#### RECORDS SUPPLIED ####
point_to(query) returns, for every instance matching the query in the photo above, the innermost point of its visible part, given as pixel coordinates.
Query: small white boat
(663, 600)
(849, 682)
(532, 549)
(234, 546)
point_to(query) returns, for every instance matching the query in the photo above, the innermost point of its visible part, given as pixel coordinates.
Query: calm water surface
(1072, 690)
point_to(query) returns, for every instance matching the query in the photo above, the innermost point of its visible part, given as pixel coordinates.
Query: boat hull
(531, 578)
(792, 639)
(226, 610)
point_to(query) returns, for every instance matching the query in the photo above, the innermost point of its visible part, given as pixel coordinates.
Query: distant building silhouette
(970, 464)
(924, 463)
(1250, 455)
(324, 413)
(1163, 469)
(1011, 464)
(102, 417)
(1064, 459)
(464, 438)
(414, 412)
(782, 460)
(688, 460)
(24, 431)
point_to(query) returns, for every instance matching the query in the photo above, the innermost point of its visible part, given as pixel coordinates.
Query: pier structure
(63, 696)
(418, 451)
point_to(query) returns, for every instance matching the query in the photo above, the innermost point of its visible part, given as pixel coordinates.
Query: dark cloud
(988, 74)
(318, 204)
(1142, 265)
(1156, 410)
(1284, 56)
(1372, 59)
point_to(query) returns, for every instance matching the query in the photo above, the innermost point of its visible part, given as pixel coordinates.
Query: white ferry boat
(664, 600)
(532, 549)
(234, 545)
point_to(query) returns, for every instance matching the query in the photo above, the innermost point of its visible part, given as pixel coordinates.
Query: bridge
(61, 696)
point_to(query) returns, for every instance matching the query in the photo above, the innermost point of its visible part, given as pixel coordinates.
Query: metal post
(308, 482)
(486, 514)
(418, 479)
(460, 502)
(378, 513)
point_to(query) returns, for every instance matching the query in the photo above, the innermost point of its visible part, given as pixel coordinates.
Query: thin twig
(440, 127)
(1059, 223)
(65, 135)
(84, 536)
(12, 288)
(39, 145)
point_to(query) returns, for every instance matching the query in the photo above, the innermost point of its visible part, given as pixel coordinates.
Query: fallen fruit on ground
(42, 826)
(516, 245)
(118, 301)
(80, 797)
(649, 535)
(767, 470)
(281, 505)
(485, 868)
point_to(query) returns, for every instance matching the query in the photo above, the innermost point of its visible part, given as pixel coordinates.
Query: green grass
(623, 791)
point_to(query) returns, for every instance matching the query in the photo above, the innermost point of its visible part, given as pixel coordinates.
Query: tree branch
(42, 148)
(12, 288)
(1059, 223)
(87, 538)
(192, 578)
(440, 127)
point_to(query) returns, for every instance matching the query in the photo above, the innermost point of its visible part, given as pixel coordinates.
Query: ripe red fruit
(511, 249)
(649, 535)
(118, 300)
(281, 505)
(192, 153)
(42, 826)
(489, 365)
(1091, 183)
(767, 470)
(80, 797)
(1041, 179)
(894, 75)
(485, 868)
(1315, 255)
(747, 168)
####
» PROBLEM:
Write the material out once more, keeping each line exact.

» TASK ANSWER:
point_to(query) returns, for every instance matching the query in the photo above, the innermost point of its visible part, given as pixel coordinates.
Query: small white boat
(663, 600)
(849, 682)
(532, 549)
(234, 546)
point_to(query) returns, for every instance matching the query in the photo above, the innermost point of its visible part, given as pixel coordinates.
Query: calm water surface
(1072, 690)
point_to(query) returns, for every instance matching the query in the photo above, the innermost point of its visible part, given as pixel coordinates.
Query: boat hull
(531, 578)
(792, 639)
(226, 610)
point_to(query) returns, for every instance matching the query in the photo above, the innermost point of its visible part, given as pixel coordinates.
Query: distant building silhouette
(970, 464)
(924, 463)
(1250, 455)
(324, 413)
(1163, 469)
(1011, 464)
(102, 417)
(1064, 459)
(464, 438)
(414, 412)
(782, 460)
(688, 460)
(24, 431)
point_to(query) returns, for every instance matching the query in the photo above, the innermost point of its visible part, given as pixel coordinates.
Query: pier structure
(63, 696)
(418, 451)
point_to(query) returns, for every instance matching the query in the photo above, the innermost point of its visible part, given as pixel coordinates.
Query: dark cloud
(988, 74)
(318, 204)
(1142, 265)
(1156, 410)
(1284, 56)
(1372, 59)
point_to(query) returns, for every instance matching the query in the photo above, the innermost point of its visible part, given as pixel coordinates.
Query: white ferry boat
(664, 600)
(532, 549)
(234, 545)
point_to(query) returns, for every instance matching the query in the photo above, the innermost point of its visible part, given as pixel coordinates.
Query: bridge
(61, 696)
point_to(query) returns, for every instance matching the query in the photo above, the innermost point of its visible part, given as pixel coordinates.
Query: metal post
(308, 482)
(486, 514)
(418, 479)
(460, 502)
(378, 513)
point_to(query) returns, for every instance matching the query in the photo above, the innermost point of its visible part, given as pixel coordinates.
Query: thin twig
(440, 127)
(1059, 223)
(65, 135)
(84, 536)
(12, 288)
(39, 145)
point_to(query) returns, for every instance matching the query in the photo above, the innermost point of its visible part, given as pixel coordinates.
Query: fallen fruit on ground
(42, 826)
(516, 245)
(118, 301)
(80, 797)
(649, 535)
(767, 470)
(281, 505)
(485, 868)
point_to(query) returns, for every instance matching the query in the photo above, the innermost point of its visible part, given as pixel coordinates.
Query: green grass
(623, 791)
point_to(query) returns, for every instance matching the query in the photo above, the innermost point of its visible part, given as pixel coordinates.
Query: tree branch
(42, 148)
(12, 288)
(1059, 223)
(87, 538)
(192, 578)
(440, 127)
point_to(query) returns, for every instance matching the query in the photo above, the innermost point of its visible part, given as pixel coordinates.
Query: ripe red fruit
(511, 249)
(649, 535)
(118, 300)
(281, 505)
(192, 153)
(42, 826)
(489, 365)
(1091, 183)
(767, 470)
(80, 797)
(1041, 179)
(894, 75)
(485, 868)
(1315, 255)
(747, 168)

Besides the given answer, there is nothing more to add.